- Work required
Rewrite the data from its first line through the line that contains "[[[161,75],[163,74],[163,69],[157,69],[157,74],[158,75]]]", swapping "chair backrest" for "seat back" and keeping everything else the same. Leave the pictures out of your answer.

- Material supplied
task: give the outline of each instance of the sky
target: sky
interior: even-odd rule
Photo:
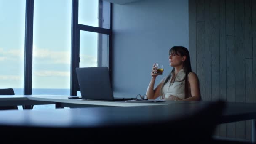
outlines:
[[[72,0],[35,0],[32,88],[69,88]],[[0,0],[0,88],[23,88],[26,0]],[[79,22],[97,27],[98,1],[79,1]],[[80,67],[96,66],[97,34],[80,32]]]

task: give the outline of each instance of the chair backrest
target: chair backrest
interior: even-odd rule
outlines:
[[[12,88],[0,89],[0,95],[14,95],[14,91]],[[10,109],[18,109],[18,106],[0,107],[0,110]]]

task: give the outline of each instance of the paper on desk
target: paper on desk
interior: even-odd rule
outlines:
[[[129,100],[129,101],[125,101],[125,102],[162,102],[162,101],[166,101],[166,100],[163,99],[158,99],[158,100],[157,100],[157,99],[149,99],[147,100],[139,100],[139,101],[136,101],[136,100]]]

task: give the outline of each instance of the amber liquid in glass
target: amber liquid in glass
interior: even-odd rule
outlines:
[[[161,75],[163,74],[163,69],[157,69],[157,74],[158,75]]]

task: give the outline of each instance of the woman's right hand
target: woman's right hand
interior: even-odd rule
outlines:
[[[155,74],[155,72],[157,71],[157,67],[155,67],[155,63],[153,65],[153,67],[152,67],[152,70],[151,70],[151,76],[152,77],[155,78],[158,75],[158,74]]]

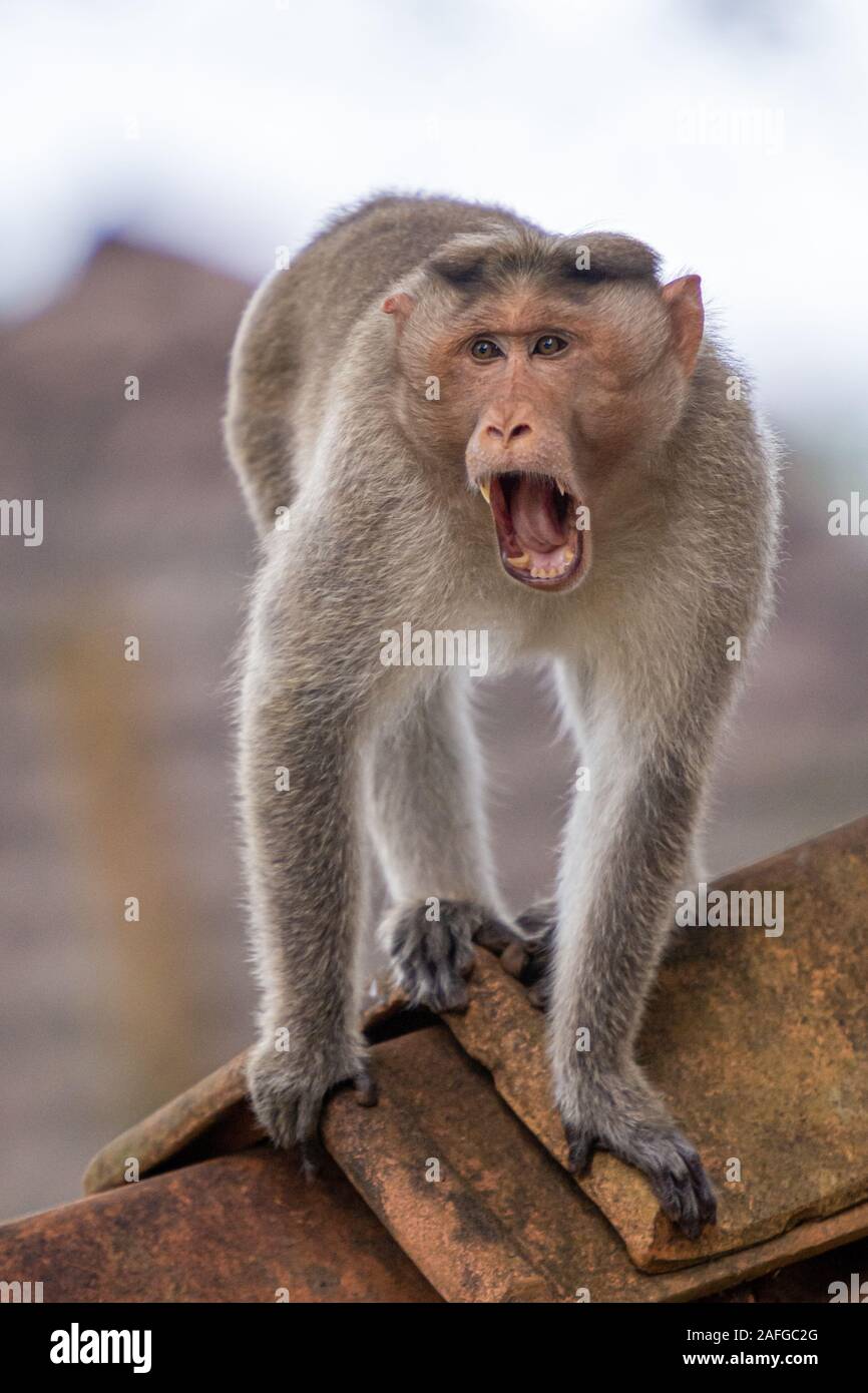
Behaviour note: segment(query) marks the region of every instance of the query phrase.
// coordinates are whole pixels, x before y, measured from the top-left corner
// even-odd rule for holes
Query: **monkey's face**
[[[685,371],[666,290],[620,281],[577,302],[525,284],[472,305],[386,302],[401,316],[404,426],[424,453],[464,460],[513,581],[574,589],[592,538],[616,545],[626,500],[681,415],[698,348]]]

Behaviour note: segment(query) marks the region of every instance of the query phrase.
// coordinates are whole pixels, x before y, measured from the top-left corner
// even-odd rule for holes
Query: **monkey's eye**
[[[476,362],[490,362],[492,358],[503,358],[503,354],[493,338],[476,338],[475,343],[471,344],[470,351]]]
[[[534,352],[538,352],[541,358],[553,358],[555,354],[563,352],[566,347],[566,338],[560,338],[557,334],[543,334],[534,344]]]

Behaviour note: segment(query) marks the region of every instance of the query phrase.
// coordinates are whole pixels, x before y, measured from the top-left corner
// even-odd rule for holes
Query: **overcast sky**
[[[864,0],[4,0],[0,24],[0,312],[111,231],[255,280],[372,189],[492,199],[698,270],[772,412],[868,478]]]

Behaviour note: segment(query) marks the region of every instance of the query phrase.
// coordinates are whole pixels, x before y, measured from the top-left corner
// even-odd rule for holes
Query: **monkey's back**
[[[528,226],[506,209],[385,195],[339,213],[248,305],[230,364],[226,442],[261,532],[294,496],[302,422],[318,422],[352,326],[457,233]]]

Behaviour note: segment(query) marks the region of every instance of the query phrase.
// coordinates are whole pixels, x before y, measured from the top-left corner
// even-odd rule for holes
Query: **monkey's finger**
[[[301,1160],[301,1173],[308,1184],[316,1180],[319,1172],[322,1170],[325,1160],[325,1149],[319,1137],[305,1137],[298,1142],[298,1156]]]
[[[591,1165],[596,1137],[581,1127],[571,1126],[564,1127],[564,1133],[567,1137],[567,1170],[571,1170],[574,1176],[584,1176]]]
[[[708,1178],[705,1166],[699,1160],[698,1153],[692,1149],[690,1152],[681,1151],[681,1155],[684,1156],[684,1163],[690,1170],[690,1177],[694,1183],[694,1190],[697,1192],[697,1204],[699,1206],[699,1222],[702,1224],[718,1223],[718,1197],[712,1190],[712,1184],[711,1180]]]
[[[518,942],[517,935],[500,919],[485,919],[474,932],[474,943],[488,949],[489,953],[503,953],[511,943]]]
[[[373,1107],[380,1096],[376,1080],[369,1068],[361,1068],[352,1080],[355,1102],[359,1107]]]

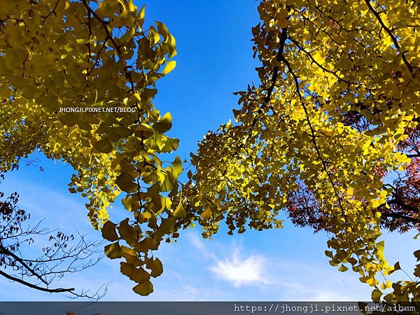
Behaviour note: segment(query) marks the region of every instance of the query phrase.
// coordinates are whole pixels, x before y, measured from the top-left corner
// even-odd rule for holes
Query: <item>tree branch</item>
[[[381,212],[382,215],[384,216],[388,216],[390,218],[400,218],[402,220],[405,220],[408,222],[412,222],[413,223],[420,223],[420,220],[416,218],[412,218],[411,216],[402,216],[401,214],[386,214],[384,212]]]
[[[392,31],[391,31],[391,29],[389,29],[386,27],[386,25],[385,25],[385,24],[384,23],[384,21],[382,20],[382,19],[379,16],[379,13],[378,13],[373,8],[373,7],[372,6],[372,4],[370,4],[370,2],[369,0],[365,0],[365,2],[366,3],[366,4],[368,5],[368,6],[369,7],[369,10],[370,10],[372,11],[372,13],[373,13],[373,15],[378,20],[378,21],[379,22],[379,24],[381,24],[381,26],[384,28],[384,29],[388,34],[388,35],[389,35],[389,36],[391,38],[392,41],[393,42],[396,48],[399,51],[400,49],[401,48],[401,47],[398,44],[398,41],[397,41],[397,38],[396,38],[396,36],[394,36],[394,35],[392,34]],[[404,63],[405,64],[405,65],[407,66],[407,67],[408,68],[408,70],[412,74],[413,73],[413,67],[411,66],[411,64],[410,64],[410,63],[407,60],[407,58],[405,57],[405,53],[404,52],[402,52],[402,51],[400,51],[400,52],[401,53],[401,57],[402,58],[402,61],[404,62]]]
[[[38,286],[34,284],[29,284],[29,282],[23,281],[19,278],[15,278],[14,276],[12,276],[10,274],[8,274],[6,272],[2,272],[1,270],[0,270],[0,274],[1,276],[4,276],[5,278],[8,279],[9,280],[11,280],[13,281],[19,282],[20,284],[23,284],[24,286],[29,286],[29,288],[34,288],[35,290],[39,290],[40,291],[49,292],[50,293],[59,293],[60,292],[71,292],[71,291],[74,290],[74,288],[56,288],[56,289],[49,289],[49,288],[42,288],[41,286]]]

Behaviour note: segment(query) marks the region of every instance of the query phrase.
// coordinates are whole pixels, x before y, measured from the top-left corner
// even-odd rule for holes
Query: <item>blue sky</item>
[[[246,88],[258,78],[252,58],[251,27],[259,22],[258,1],[136,1],[146,4],[146,22],[167,25],[176,40],[175,70],[158,81],[155,106],[163,114],[170,112],[173,127],[169,135],[180,139],[176,154],[188,160],[197,141],[208,130],[233,118],[238,107],[232,93]],[[1,185],[4,192],[18,190],[19,205],[31,214],[32,222],[46,218],[43,226],[59,227],[68,234],[88,233],[99,239],[87,217],[85,200],[68,191],[73,174],[62,162],[41,158],[45,169],[22,166],[7,174]],[[115,204],[113,216],[125,210]],[[314,234],[310,229],[290,223],[283,230],[247,231],[230,237],[222,227],[213,240],[201,238],[200,228],[183,231],[178,243],[161,246],[156,253],[164,273],[154,279],[155,292],[148,297],[134,294],[135,284],[120,274],[119,261],[102,260],[90,270],[56,282],[54,287],[76,286],[96,290],[112,281],[104,300],[366,300],[371,288],[360,283],[358,274],[342,273],[325,255],[328,235]],[[417,249],[414,233],[385,235],[386,257],[390,264],[400,260],[412,274]],[[41,244],[42,245],[42,244]],[[40,245],[40,246],[41,246]],[[34,245],[36,248],[37,245]],[[401,253],[401,246],[404,251]],[[398,251],[400,252],[398,253]],[[402,272],[394,279],[407,279]],[[41,293],[0,278],[0,300],[63,300],[64,295]]]

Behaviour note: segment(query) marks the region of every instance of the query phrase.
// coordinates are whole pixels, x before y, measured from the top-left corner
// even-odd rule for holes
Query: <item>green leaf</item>
[[[382,293],[375,288],[375,289],[372,293],[372,300],[375,302],[379,302],[381,300],[381,297],[382,296]]]
[[[110,153],[113,148],[108,137],[104,138],[94,144],[96,149],[102,153]]]
[[[176,209],[174,212],[174,216],[177,218],[179,218],[179,217],[186,216],[186,215],[187,215],[187,213],[184,210],[183,206],[182,205],[181,200],[180,200],[179,203],[178,204],[178,206],[176,207]]]
[[[171,72],[174,69],[175,69],[175,65],[176,62],[175,61],[167,61],[166,66],[163,71],[162,71],[162,74],[167,74]]]
[[[178,156],[175,156],[175,160],[172,162],[172,175],[174,179],[177,179],[178,176],[182,173],[182,162]]]
[[[165,113],[160,120],[155,122],[152,126],[153,129],[160,133],[169,131],[172,127],[172,116],[170,113]]]
[[[206,208],[206,209],[200,214],[200,216],[205,221],[210,219],[210,218],[211,218],[211,210],[210,209],[210,207],[208,206]]]
[[[137,191],[138,185],[134,183],[134,178],[130,174],[123,172],[117,177],[115,183],[118,187],[126,192],[134,192]]]

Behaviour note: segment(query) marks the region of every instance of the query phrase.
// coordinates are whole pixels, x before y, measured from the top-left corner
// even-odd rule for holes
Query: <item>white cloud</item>
[[[269,284],[264,277],[265,259],[260,255],[251,255],[246,259],[239,257],[239,249],[233,251],[231,258],[216,261],[209,269],[235,287]]]

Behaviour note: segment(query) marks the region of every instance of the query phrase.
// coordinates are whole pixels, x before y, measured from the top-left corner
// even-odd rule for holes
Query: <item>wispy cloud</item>
[[[210,270],[235,287],[269,284],[265,277],[265,258],[260,255],[251,254],[246,258],[241,255],[241,247],[233,251],[232,257],[225,260],[216,259],[216,265]]]

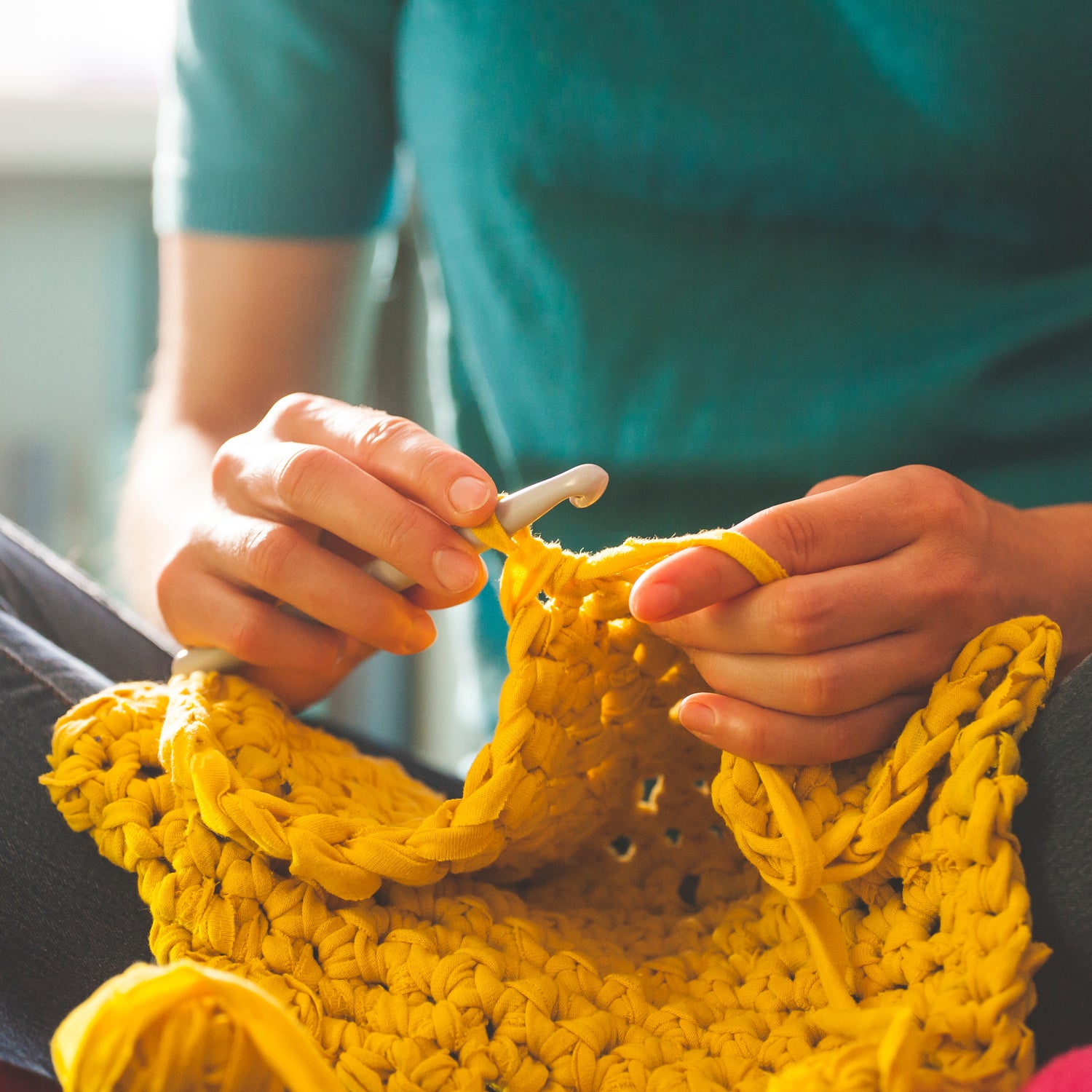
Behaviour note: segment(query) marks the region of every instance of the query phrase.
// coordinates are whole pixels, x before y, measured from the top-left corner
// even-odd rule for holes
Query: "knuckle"
[[[227,652],[247,662],[264,657],[269,627],[263,624],[260,612],[244,607],[232,615],[222,637]]]
[[[418,431],[419,426],[406,417],[397,417],[383,413],[381,410],[373,410],[371,415],[357,428],[356,435],[353,437],[353,446],[361,456],[383,449],[404,449]]]
[[[294,391],[292,394],[284,394],[270,406],[265,414],[264,423],[270,425],[274,432],[282,426],[292,425],[316,408],[318,396],[308,394],[305,391]]]
[[[395,505],[384,512],[379,526],[382,554],[393,559],[419,547],[425,539],[423,515],[423,510],[410,502]]]
[[[217,496],[224,496],[238,480],[239,472],[242,468],[238,440],[238,437],[233,436],[230,440],[222,443],[212,456],[210,479],[213,492]]]
[[[790,572],[806,572],[810,568],[810,559],[816,556],[815,521],[794,502],[785,505],[780,514],[781,536],[792,566]]]
[[[277,500],[290,511],[312,507],[325,489],[331,454],[316,447],[290,450],[273,473],[273,491]]]
[[[245,549],[247,568],[254,584],[263,591],[274,592],[295,563],[299,544],[300,538],[296,532],[283,523],[250,532]]]
[[[949,524],[966,512],[970,491],[959,478],[936,466],[905,466],[901,468],[907,500],[921,510],[930,522]]]
[[[805,661],[796,680],[800,712],[806,716],[826,716],[838,712],[840,680],[838,673],[822,660]]]
[[[792,581],[786,581],[774,604],[775,632],[784,651],[814,651],[827,614],[820,596],[806,586],[794,586]]]

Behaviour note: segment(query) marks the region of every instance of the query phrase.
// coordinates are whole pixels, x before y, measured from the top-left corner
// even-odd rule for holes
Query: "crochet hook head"
[[[510,534],[531,526],[567,500],[577,508],[589,508],[603,496],[609,480],[607,472],[594,463],[582,463],[544,482],[535,482],[497,502],[497,520]],[[479,554],[485,553],[485,544],[468,527],[455,529]],[[413,586],[413,581],[393,565],[376,558],[364,566],[364,571],[392,591],[403,592]],[[283,606],[284,610],[292,607]],[[298,612],[296,612],[298,613]],[[304,616],[300,616],[304,617]],[[183,649],[175,656],[170,670],[174,675],[188,672],[237,672],[246,664],[221,649]]]
[[[582,463],[551,478],[535,482],[515,492],[502,497],[497,502],[496,517],[500,525],[510,534],[531,526],[535,520],[545,515],[551,508],[557,508],[567,500],[577,508],[587,508],[603,496],[607,487],[607,472],[594,463]],[[470,527],[455,530],[479,553],[488,547]],[[364,566],[364,571],[391,591],[404,592],[413,587],[413,581],[404,573],[381,561],[378,558]]]

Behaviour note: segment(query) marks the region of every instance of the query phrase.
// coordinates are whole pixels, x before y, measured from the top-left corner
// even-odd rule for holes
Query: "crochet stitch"
[[[1053,622],[972,641],[886,751],[769,767],[677,724],[704,687],[628,598],[689,546],[760,582],[776,562],[733,532],[594,556],[495,521],[478,534],[508,555],[510,674],[461,799],[233,676],[117,686],[58,723],[41,780],[136,873],[152,952],[174,964],[68,1018],[67,1089],[1026,1080],[1047,950],[1011,818]]]

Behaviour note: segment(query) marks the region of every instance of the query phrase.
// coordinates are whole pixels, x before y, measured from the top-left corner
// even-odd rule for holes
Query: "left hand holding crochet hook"
[[[376,649],[427,648],[427,612],[485,583],[478,549],[453,525],[488,519],[489,476],[379,410],[287,395],[219,448],[211,492],[161,572],[164,619],[182,644],[225,650],[297,708]],[[417,586],[400,595],[369,575],[376,559]]]
[[[886,746],[965,641],[1018,615],[1058,622],[1064,670],[1092,653],[1092,505],[1019,510],[904,466],[820,483],[735,530],[790,579],[756,587],[696,548],[644,573],[630,607],[711,688],[682,702],[682,725],[744,758]]]

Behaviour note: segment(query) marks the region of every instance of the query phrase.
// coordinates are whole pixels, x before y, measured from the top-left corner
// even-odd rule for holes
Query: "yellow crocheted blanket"
[[[136,873],[151,949],[61,1025],[67,1089],[741,1092],[1016,1089],[1046,958],[1012,809],[1060,646],[971,642],[887,751],[720,753],[703,689],[628,613],[714,532],[508,554],[510,675],[461,799],[235,677],[91,698],[41,780]]]

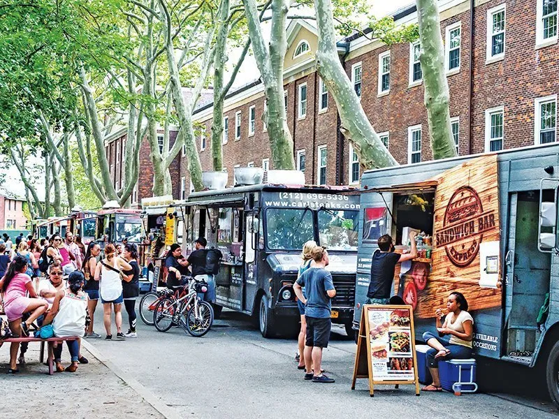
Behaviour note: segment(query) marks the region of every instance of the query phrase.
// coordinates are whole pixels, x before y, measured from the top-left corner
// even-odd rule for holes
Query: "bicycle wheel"
[[[157,293],[146,293],[140,300],[140,318],[149,326],[153,325],[153,309],[159,302],[159,297]]]
[[[162,298],[155,305],[153,323],[159,332],[166,332],[173,325],[173,317],[177,309],[177,306],[173,302],[175,300],[171,298]]]
[[[186,318],[184,318],[186,317]],[[181,325],[195,337],[201,337],[210,331],[214,322],[214,309],[205,301],[198,301],[198,304],[192,305],[187,312],[186,316],[181,316]]]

- Exercise response
task: give the outline of each instance of the sky
target: sky
interior: even-odd rule
Photo:
outlines:
[[[72,0],[35,0],[32,88],[69,88]],[[0,0],[0,88],[23,88],[26,0]],[[79,22],[97,27],[98,1],[79,1]],[[80,67],[96,66],[97,34],[80,32]]]

task: give the outline of each instance of the seat back
target: seat back
interior: even-odd rule
outlines:
[[[12,88],[0,89],[0,95],[14,95],[14,91]],[[10,109],[18,109],[18,106],[0,107],[0,110]]]

task: give the outline of each instance of the paper on desk
target: paper on desk
interior: even-odd rule
outlines:
[[[129,100],[129,101],[125,101],[125,102],[162,102],[162,101],[166,101],[166,100],[163,99],[158,99],[158,100],[157,100],[157,99],[149,99],[147,100],[139,100],[139,101],[136,101],[136,100]]]

task: give the outline of each instance of the amber liquid in glass
target: amber liquid in glass
interior: even-odd rule
outlines:
[[[161,75],[163,74],[163,69],[157,69],[157,74],[158,75]]]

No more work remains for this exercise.